§ **WHAT THE TASK REQUIRES**:
Reproduce these records, swapping every "shot clock" for "game clock" and leaving everything else untouched.

§ **INPUT DATA**:
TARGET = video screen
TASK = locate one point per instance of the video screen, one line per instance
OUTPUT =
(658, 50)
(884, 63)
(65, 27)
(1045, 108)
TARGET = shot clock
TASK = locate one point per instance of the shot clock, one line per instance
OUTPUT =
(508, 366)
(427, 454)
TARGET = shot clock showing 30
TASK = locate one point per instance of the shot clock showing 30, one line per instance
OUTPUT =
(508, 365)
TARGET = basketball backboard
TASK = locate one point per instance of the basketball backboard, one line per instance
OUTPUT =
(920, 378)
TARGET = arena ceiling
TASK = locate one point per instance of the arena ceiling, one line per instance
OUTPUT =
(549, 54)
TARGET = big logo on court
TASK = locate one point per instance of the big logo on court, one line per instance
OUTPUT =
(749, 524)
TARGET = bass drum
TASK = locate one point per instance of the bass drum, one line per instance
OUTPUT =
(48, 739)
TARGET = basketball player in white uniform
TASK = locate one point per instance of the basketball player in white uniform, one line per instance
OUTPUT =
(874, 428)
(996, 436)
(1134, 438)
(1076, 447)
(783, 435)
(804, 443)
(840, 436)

§ **CORRECT OUTPUT**:
TARGET = video screen
TASK = locate one point per instance of the video screen, one line per instance
OUTPUT =
(658, 50)
(884, 63)
(65, 27)
(1045, 108)
TARGET = game clock
TASK = locate one point per instance of the game clock, one line per instance
OUTPUT =
(508, 366)
(427, 454)
TARGET = game clock showing 30
TASK = locate one point per instance of the game clock showing 30, one line per instance
OUTPUT =
(508, 365)
TARGET = basketball backboard
TASK = locate one point per instance of the basketball backboard, one line per instance
OUTPUT =
(920, 378)
TARGET = arena ceiling
TASK = locate one point per instance of the arena ceiling, one line per instance
OUTPUT =
(549, 54)
TARGET = big logo on court
TASK = locate one point per instance of the big logo on court, one line per instance
OUTPUT =
(749, 524)
TARGET = bass drum
TASK = locate one point per instance of the bass drum, one line per instance
OUTPUT =
(48, 739)
TARGET = basketball player in white uniform
TASK = locate one point per instance of the basketball player in white uniform, one line per instance
OUTPUT =
(874, 428)
(996, 436)
(1134, 438)
(1076, 447)
(783, 435)
(804, 443)
(840, 436)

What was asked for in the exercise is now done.